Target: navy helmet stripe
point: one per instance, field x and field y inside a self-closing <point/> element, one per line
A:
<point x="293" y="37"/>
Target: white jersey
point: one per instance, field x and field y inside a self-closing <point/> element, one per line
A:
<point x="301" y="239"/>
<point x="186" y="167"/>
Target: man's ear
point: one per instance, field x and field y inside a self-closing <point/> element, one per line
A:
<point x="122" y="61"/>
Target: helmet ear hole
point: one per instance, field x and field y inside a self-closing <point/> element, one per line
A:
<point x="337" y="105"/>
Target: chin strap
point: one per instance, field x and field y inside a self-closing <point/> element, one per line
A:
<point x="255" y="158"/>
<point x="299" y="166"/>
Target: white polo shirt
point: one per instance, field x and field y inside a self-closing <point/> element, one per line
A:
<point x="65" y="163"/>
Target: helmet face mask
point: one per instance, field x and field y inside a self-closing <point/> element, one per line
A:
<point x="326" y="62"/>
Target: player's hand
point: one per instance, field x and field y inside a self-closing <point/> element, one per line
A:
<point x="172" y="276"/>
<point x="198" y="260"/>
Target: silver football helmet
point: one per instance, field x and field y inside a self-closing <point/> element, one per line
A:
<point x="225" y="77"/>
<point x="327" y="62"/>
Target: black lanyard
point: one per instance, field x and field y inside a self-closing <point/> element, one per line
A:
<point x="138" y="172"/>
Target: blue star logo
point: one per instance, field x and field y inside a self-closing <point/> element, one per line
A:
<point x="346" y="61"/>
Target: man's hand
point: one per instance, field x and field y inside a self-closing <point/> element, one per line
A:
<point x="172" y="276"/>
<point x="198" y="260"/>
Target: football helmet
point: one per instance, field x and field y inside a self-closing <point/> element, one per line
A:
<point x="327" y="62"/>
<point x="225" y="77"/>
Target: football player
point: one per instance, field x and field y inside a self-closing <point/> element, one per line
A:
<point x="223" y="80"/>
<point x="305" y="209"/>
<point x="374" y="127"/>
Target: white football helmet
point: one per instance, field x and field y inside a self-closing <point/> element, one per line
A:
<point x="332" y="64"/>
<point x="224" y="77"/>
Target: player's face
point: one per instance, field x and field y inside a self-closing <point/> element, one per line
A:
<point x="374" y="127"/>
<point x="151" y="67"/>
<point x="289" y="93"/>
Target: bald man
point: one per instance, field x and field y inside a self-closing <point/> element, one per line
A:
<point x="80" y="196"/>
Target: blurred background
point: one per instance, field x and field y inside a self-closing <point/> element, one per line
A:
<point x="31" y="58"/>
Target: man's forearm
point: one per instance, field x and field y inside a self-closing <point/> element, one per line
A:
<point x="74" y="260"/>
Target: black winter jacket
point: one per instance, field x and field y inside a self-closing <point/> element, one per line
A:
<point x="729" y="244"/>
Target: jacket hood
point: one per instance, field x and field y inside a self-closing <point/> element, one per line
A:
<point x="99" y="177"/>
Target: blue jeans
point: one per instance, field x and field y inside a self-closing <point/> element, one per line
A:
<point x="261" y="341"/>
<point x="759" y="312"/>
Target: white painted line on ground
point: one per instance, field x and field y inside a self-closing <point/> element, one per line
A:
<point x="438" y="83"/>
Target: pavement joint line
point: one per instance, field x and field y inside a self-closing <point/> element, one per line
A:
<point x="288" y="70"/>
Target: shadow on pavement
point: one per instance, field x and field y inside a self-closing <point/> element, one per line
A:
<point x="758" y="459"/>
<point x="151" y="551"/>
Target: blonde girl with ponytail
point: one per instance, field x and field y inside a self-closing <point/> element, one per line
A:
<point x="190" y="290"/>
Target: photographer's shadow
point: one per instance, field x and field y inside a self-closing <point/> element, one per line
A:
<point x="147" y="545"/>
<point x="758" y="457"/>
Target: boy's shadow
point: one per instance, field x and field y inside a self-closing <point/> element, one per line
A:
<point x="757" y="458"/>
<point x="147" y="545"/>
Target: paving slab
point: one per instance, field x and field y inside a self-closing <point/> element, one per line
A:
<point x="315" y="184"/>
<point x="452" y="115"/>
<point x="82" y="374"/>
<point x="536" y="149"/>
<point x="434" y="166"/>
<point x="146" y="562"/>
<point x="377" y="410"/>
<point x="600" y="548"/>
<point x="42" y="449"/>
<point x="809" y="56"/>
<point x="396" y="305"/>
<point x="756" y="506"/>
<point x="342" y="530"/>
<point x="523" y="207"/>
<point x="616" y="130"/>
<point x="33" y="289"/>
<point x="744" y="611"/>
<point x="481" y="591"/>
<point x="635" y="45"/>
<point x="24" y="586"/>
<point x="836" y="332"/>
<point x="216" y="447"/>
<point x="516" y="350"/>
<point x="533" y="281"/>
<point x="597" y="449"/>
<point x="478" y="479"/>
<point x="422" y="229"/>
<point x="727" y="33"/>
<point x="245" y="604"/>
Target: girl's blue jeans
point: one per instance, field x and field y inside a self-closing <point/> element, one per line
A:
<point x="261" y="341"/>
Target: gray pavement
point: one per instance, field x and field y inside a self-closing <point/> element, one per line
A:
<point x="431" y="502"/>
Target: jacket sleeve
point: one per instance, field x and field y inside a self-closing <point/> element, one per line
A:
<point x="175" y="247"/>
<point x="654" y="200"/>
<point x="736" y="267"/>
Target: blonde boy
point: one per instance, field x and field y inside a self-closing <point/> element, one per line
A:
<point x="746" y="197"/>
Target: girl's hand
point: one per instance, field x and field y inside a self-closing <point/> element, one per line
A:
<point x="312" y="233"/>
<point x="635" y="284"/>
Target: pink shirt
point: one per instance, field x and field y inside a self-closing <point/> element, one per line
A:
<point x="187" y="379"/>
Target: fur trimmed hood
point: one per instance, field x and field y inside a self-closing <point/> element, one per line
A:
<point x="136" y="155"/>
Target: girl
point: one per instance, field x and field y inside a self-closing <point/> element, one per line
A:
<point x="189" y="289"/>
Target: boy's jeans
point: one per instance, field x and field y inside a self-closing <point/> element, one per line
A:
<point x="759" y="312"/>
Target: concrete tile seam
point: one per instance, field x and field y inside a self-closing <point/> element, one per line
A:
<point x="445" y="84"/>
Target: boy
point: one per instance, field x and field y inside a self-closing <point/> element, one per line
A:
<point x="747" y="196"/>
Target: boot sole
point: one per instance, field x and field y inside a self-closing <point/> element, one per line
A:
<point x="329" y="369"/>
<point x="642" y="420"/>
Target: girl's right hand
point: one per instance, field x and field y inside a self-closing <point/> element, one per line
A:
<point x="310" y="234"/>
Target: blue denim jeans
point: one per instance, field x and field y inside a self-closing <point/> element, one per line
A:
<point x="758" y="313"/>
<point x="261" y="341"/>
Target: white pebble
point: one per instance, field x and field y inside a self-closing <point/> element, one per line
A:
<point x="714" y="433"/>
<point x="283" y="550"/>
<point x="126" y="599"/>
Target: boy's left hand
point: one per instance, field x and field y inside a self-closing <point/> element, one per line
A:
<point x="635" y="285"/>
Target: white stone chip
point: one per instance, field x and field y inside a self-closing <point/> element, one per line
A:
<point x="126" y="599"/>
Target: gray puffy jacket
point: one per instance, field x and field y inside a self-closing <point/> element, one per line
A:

SET PROBLEM - Rewrite all of the entries above, putting "Object" wherever "Target" appears and keeping everything else the same.

THE REPLY -
Object: navy helmet stripe
point: one per instance, field x and field y inside a self-closing <point/> element, one per line
A:
<point x="293" y="37"/>
Object: white jersey
point: one per instance, field x and field y inside a self-closing <point/> element, one per line
A:
<point x="301" y="239"/>
<point x="186" y="167"/>
Object: man's ear
point: one per instance, field x and field y inside a self-closing <point/> element, one per line
A:
<point x="122" y="61"/>
Object: helmet ear hole
point: one per instance, field x and field y inside a self-closing <point/> element, one per line
A:
<point x="337" y="105"/>
Object: chin strap
point: one per instance, field x and field y inside a self-closing <point/> element, one per line
A:
<point x="255" y="158"/>
<point x="299" y="166"/>
Object: white polo shirt
point: one per instance, field x and field y inside a self-closing <point/> element, one per line
A:
<point x="65" y="163"/>
Object: helmet face mask
point: one per instance, field x and field y inside a self-closing <point/> element, one per line
A:
<point x="326" y="62"/>
Object: player's hand
point: one per instance, field x and field y inside a self-closing <point/> element, one per line
A:
<point x="172" y="276"/>
<point x="198" y="260"/>
Object: silver football helmet
point: one per instance, field x and field y inside a self-closing <point/> element, one per line
A:
<point x="225" y="77"/>
<point x="327" y="62"/>
Object: black lanyard
point: one per instance, field x and field y inside a self-closing <point/> element, one per line
A:
<point x="138" y="172"/>
Object: blue star logo
point: one per instance, field x and field y inside a self-closing <point/> element, one per line
A:
<point x="346" y="61"/>
Object: man's hand
point: one per instance, field x and field y inside a self-closing <point/> element, one per line
A:
<point x="172" y="276"/>
<point x="198" y="260"/>
Object: football helmet
point: one per instance, field x and field y inside a self-closing <point/> element, one per line
A:
<point x="327" y="62"/>
<point x="225" y="77"/>
Object: football player
point: one per instance, field x and field y inside a self-closing <point/> element, one per line
A:
<point x="223" y="80"/>
<point x="305" y="209"/>
<point x="374" y="127"/>
Object: white football helmet
point: one per instance, field x and field y inside a self-closing <point/> element, one per line
A:
<point x="332" y="64"/>
<point x="224" y="77"/>
Object: player's face
point: one per instance, field x and field y inside a self-closing <point/> element, one per line
A:
<point x="374" y="127"/>
<point x="151" y="67"/>
<point x="289" y="93"/>
Object: bald man
point: one per instance, field x and field y inside a self-closing <point/> element, one per line
A:
<point x="80" y="196"/>
Object: blurred background
point: one per instance, field x and field y inside a self-closing <point/> element, one per line
A:
<point x="31" y="58"/>
Object: man's forearm
point: one per instance, field x and field y inside a self-closing <point/> element, one per line
A:
<point x="74" y="260"/>
Object: black winter jacket
point: one per instance, field x and field y inside a self-closing <point/> element, one per line
A:
<point x="729" y="244"/>
Object: jacket hood
point: one per instance, field x and field y inside a self-closing <point/> element, one per line
A:
<point x="99" y="177"/>
Object: blue jeans
point: one per instance, field x and field y inside a self-closing <point/> element, one per line
A:
<point x="261" y="341"/>
<point x="759" y="312"/>
Object: white painted line on ground
point: one per instance, field x and field y inside a self-closing <point/> element, one per line
A:
<point x="438" y="83"/>
Object: pavement joint line
point: one per instance, field x and field y inside a self-closing <point/> element, one per line
A:
<point x="288" y="70"/>
Object: shadow on pavement
point: one per instance, field x and field y inside a self-closing <point/> element, one per line
A:
<point x="758" y="459"/>
<point x="151" y="551"/>
Object: blonde girl with ponytail
point: one per instance, field x and field y inside a self-closing <point/> element, one per line
A:
<point x="190" y="290"/>
Object: photographer's shadow
point: one per instance, field x and field y inside a self-closing <point/> element, one per line
A:
<point x="147" y="545"/>
<point x="758" y="457"/>
Object: boy's shadow
point: one per instance, field x and field y inside a self-closing <point/> element, one per line
A:
<point x="757" y="458"/>
<point x="147" y="545"/>
Object: paving slab
point: one per instance, field x and field y inside a self-closing <point/> element, one per line
A:
<point x="315" y="184"/>
<point x="452" y="115"/>
<point x="82" y="374"/>
<point x="536" y="149"/>
<point x="434" y="166"/>
<point x="146" y="562"/>
<point x="377" y="410"/>
<point x="600" y="548"/>
<point x="42" y="449"/>
<point x="809" y="56"/>
<point x="396" y="305"/>
<point x="756" y="506"/>
<point x="342" y="530"/>
<point x="523" y="207"/>
<point x="616" y="130"/>
<point x="33" y="289"/>
<point x="744" y="611"/>
<point x="481" y="591"/>
<point x="635" y="45"/>
<point x="24" y="586"/>
<point x="836" y="332"/>
<point x="216" y="447"/>
<point x="516" y="350"/>
<point x="533" y="281"/>
<point x="597" y="449"/>
<point x="478" y="479"/>
<point x="422" y="229"/>
<point x="727" y="33"/>
<point x="245" y="604"/>
Object: girl's blue jeans
point: one per instance, field x and field y inside a self-closing <point/> element, one per line
A:
<point x="261" y="341"/>
Object: gray pavement
point: one per instance, field x and field y inside a self-closing <point/> element, one per line
A:
<point x="431" y="502"/>
Object: jacket sleeve
point: one per instance, field x and field y inside a self-closing <point/> element, one per line
A:
<point x="175" y="247"/>
<point x="654" y="200"/>
<point x="736" y="267"/>
Object: blonde boy
point: one per instance, field x and field y inside a self-closing <point/> element, one per line
A:
<point x="746" y="197"/>
Object: girl's hand
point: one per instance, field x and field y inside a self-closing <point/> element, one per line
A:
<point x="312" y="233"/>
<point x="635" y="284"/>
Object: pink shirt
point: one per instance, field x and field y inside a self-closing <point/> element, one per line
A:
<point x="187" y="379"/>
Object: fur trimmed hood
point: one per instance, field x and field y inside a self-closing <point/> element, one per line
A:
<point x="136" y="155"/>
Object: girl
point: one per instance, field x and field y inside a self-closing <point/> element, one per line
A:
<point x="189" y="289"/>
Object: boy's jeans
point: one per instance, field x and field y inside a self-closing <point/> element, one per line
A:
<point x="759" y="312"/>
Object: concrete tile seam
point: one per instance, field x and field y inside a self-closing <point/> element, one per line
A:
<point x="445" y="84"/>
Object: boy
point: one per instance, field x and field y inside a self-closing <point/> element, one per line
A:
<point x="747" y="196"/>
Object: boot sole
point: one per instance, field x and field y inside a self-closing <point/> element, one per line
A:
<point x="329" y="369"/>
<point x="642" y="420"/>
Object: girl's right hand
point: one per instance, field x and field y inside a self-closing <point/> element, one per line
A:
<point x="310" y="234"/>
Object: blue denim jeans
point: one per instance, field x and field y inside a self-closing <point/> element, one per line
A:
<point x="758" y="313"/>
<point x="261" y="341"/>
Object: white pebble
point: one per instance, field x and field y inside a self-closing <point/> element, one per line
A:
<point x="714" y="433"/>
<point x="283" y="550"/>
<point x="126" y="599"/>
Object: boy's left hand
point: one per instance, field x and field y inside a self-closing <point/> element, one per line
A:
<point x="635" y="285"/>
Object: white stone chip
point: one per instance, field x and field y inside a self-closing <point/> element, one per line
A:
<point x="126" y="599"/>
Object: gray puffy jacket
point: one per instance, field x and field y inside a self-closing <point/> element, one per line
A:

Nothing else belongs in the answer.